* DATA SUPPLIED *

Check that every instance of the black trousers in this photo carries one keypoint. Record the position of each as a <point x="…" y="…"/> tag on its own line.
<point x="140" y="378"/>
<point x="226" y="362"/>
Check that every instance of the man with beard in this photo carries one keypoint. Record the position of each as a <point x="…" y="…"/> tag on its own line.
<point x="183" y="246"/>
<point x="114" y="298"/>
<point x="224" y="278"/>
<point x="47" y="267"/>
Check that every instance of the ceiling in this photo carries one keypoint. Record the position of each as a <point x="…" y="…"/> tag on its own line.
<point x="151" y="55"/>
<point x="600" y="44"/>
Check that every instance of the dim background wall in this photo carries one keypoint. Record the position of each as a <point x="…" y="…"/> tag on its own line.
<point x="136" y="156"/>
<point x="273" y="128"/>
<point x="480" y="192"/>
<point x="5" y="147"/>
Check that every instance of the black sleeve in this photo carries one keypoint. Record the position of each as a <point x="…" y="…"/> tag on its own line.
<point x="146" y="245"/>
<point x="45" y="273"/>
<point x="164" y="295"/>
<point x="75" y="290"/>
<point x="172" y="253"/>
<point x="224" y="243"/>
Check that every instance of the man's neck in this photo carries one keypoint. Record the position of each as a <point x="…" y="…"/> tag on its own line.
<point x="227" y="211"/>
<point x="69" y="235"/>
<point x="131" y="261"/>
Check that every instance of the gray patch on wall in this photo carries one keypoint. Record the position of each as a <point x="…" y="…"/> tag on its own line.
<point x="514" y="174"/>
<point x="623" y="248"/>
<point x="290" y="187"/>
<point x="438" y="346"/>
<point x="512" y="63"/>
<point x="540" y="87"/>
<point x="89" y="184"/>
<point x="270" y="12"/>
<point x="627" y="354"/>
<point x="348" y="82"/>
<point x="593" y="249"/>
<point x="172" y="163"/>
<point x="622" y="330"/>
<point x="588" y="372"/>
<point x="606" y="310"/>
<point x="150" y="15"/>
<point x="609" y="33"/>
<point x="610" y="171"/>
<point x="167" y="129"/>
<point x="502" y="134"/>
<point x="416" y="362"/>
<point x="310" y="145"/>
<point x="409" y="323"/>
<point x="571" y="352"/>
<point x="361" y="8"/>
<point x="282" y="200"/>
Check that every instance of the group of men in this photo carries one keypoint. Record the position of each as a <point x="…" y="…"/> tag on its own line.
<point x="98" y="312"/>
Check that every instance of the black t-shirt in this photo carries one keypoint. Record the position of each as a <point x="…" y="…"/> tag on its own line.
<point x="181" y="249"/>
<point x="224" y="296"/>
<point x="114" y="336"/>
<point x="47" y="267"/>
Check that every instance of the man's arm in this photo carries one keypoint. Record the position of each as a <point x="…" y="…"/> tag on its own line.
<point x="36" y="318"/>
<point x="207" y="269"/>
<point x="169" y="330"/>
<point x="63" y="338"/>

* WORK TO BE COMPLETED *
Copy word for word every line from the one containing "Check that every instance of the man's arm" through the last line above.

* EXERCISE RESPONSE *
Check that every instance of the man's arm in this photo carries one keypoint. Record the position of each as a <point x="…" y="…"/> tag on its own line.
<point x="36" y="318"/>
<point x="207" y="269"/>
<point x="169" y="330"/>
<point x="63" y="338"/>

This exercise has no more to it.